──────── SOURCE TEXT ────────

This reveals a real behavioral difference in the data. Claude produced more commits per day – faster cycles, more action-oriented. Codex produced more lines per day – bigger, more considered changes per commit.

Usage Efficiency

Metric Claude Codex
Commits per 1% of allocation 0.73 1.01
Lines changed per 1% of allocation 440 1,760

This is the most striking number. Codex gets roughly 4x more lines changed per unit of weekly allocation at the same price point. Whether that translates to 4x more value depends entirely on what those lines do – but as a raw efficiency metric, the gap is significant.

The “Junior Dev Equivalency” Number

A mid-level developer costs roughly $150K/year, or about $2,900/week. This week’s combined AI output – ~149 commits, ~176,000 lines changed across 4 projects – cost $92. Even if half the output needs human review and rework, that’s a 31:1 cost ratio.

That number will compress as usage scales and as these tools mature. But right now, for this type of work, the economics are hard to argue with.

──────── DATA PROVIDED ────────

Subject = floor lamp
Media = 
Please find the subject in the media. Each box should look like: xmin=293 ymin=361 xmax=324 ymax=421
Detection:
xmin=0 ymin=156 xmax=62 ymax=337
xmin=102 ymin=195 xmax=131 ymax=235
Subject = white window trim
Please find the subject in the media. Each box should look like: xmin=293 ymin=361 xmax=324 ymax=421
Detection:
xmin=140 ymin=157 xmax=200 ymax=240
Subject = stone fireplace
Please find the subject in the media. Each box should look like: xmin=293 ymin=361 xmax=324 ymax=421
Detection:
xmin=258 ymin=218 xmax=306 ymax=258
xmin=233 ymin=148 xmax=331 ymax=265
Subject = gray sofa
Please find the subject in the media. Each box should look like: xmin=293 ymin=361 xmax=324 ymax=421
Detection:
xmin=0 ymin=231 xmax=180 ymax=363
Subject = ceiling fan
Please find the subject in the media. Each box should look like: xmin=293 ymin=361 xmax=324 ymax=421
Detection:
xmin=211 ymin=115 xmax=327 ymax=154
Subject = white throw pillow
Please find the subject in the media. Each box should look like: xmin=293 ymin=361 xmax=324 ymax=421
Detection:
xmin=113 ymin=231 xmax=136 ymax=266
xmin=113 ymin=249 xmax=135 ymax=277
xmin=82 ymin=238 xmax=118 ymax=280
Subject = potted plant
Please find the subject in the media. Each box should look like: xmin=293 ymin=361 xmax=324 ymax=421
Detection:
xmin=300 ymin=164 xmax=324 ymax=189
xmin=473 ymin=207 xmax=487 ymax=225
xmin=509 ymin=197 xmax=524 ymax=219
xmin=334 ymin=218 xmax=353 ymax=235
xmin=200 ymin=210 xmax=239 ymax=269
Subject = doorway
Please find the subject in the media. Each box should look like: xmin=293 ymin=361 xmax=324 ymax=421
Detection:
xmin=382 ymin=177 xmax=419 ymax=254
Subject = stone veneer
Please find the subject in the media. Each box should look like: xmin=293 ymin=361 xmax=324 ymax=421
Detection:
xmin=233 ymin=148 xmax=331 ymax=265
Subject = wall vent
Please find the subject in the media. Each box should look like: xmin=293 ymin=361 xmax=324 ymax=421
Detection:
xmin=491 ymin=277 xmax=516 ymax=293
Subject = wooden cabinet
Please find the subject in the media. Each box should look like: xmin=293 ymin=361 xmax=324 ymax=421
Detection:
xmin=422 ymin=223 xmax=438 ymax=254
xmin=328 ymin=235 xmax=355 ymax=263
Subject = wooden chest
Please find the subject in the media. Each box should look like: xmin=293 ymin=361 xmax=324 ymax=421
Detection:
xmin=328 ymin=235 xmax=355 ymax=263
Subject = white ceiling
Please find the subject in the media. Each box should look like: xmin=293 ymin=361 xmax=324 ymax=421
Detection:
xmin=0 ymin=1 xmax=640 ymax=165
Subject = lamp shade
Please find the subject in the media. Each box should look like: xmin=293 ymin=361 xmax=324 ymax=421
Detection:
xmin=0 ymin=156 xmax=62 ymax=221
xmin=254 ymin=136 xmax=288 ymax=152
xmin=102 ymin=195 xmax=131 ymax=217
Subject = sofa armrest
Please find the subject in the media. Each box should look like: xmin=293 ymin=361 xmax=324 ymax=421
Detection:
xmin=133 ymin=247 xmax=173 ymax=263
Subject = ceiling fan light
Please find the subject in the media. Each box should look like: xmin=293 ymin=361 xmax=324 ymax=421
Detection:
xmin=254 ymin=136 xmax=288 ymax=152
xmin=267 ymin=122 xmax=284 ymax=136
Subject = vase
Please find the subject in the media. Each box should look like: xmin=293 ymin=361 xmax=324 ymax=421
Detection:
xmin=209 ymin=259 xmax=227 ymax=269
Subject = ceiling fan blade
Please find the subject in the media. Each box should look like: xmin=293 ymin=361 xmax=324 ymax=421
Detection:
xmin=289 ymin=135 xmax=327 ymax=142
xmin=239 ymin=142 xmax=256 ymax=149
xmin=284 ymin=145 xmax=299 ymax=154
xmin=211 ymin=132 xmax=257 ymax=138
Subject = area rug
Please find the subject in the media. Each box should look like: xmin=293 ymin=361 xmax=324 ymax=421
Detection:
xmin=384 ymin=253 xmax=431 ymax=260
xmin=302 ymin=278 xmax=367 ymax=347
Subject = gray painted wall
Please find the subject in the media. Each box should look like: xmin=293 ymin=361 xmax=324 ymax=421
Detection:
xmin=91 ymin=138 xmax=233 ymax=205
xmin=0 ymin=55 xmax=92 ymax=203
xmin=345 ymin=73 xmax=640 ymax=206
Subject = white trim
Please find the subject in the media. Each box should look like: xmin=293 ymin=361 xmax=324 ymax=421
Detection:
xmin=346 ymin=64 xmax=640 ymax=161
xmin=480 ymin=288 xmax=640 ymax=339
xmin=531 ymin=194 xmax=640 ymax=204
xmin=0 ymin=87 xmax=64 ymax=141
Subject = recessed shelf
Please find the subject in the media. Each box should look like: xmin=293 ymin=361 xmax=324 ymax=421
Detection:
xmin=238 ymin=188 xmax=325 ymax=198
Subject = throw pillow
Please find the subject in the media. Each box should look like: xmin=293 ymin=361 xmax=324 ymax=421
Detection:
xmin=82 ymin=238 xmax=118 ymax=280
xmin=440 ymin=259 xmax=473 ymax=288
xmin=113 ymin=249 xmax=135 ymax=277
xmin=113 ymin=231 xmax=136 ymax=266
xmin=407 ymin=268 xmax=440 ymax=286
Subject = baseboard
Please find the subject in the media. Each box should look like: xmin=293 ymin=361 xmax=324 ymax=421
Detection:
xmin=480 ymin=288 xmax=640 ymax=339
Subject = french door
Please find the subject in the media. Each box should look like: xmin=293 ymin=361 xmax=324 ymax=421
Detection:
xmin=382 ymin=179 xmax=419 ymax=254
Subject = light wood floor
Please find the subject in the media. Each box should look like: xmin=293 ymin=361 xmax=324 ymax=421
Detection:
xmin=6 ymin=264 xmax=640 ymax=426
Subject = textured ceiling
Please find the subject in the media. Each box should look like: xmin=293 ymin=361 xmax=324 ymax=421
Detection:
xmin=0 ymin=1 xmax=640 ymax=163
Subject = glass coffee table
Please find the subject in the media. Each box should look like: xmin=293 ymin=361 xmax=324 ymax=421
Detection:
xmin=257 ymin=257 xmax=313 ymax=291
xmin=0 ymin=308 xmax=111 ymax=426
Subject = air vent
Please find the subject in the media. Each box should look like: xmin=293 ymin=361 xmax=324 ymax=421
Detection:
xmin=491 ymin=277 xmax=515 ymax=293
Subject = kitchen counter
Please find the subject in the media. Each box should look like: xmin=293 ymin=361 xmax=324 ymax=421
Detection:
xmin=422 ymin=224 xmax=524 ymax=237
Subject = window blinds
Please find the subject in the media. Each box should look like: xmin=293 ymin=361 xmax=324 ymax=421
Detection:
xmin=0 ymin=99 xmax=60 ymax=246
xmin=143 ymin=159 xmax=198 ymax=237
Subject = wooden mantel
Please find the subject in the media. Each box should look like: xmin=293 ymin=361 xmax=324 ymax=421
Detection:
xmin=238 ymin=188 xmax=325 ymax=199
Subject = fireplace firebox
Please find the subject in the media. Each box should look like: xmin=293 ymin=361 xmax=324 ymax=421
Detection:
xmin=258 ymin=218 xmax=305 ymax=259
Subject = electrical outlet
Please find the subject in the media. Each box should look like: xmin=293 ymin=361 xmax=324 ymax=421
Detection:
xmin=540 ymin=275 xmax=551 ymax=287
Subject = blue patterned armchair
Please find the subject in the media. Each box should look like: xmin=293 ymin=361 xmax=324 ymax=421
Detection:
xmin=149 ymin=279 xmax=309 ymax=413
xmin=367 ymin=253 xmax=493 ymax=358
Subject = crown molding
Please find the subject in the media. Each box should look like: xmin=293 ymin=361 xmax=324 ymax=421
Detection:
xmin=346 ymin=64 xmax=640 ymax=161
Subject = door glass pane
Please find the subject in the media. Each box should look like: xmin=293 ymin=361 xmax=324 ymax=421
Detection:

────────

INSTRUCTIONS TO FOLLOW:
Copy out the passage comparing Claude and Codex word for word, beginning at "Usage Efficiency" and stopping after "to argue with.". The records have no connection to the text.

RESPONSE:
Usage Efficiency

Metric Claude Codex
Commits per 1% of allocation 0.73 1.01
Lines changed per 1% of allocation 440 1,760

This is the most striking number. Codex gets roughly 4x more lines changed per unit of weekly allocation at the same price point. Whether that translates to 4x more value depends entirely on what those lines do – but as a raw efficiency metric, the gap is significant.

The “Junior Dev Equivalency” Number

A mid-level developer costs roughly $150K/year, or about $2,900/week. This week’s combined AI output – ~149 commits, ~176,000 lines changed across 4 projects – cost $92. Even if half the output needs human review and rework, that’s a 31:1 cost ratio.

That number will compress as usage scales and as these tools mature. But right now, for this type of work, the economics are hard to argue with.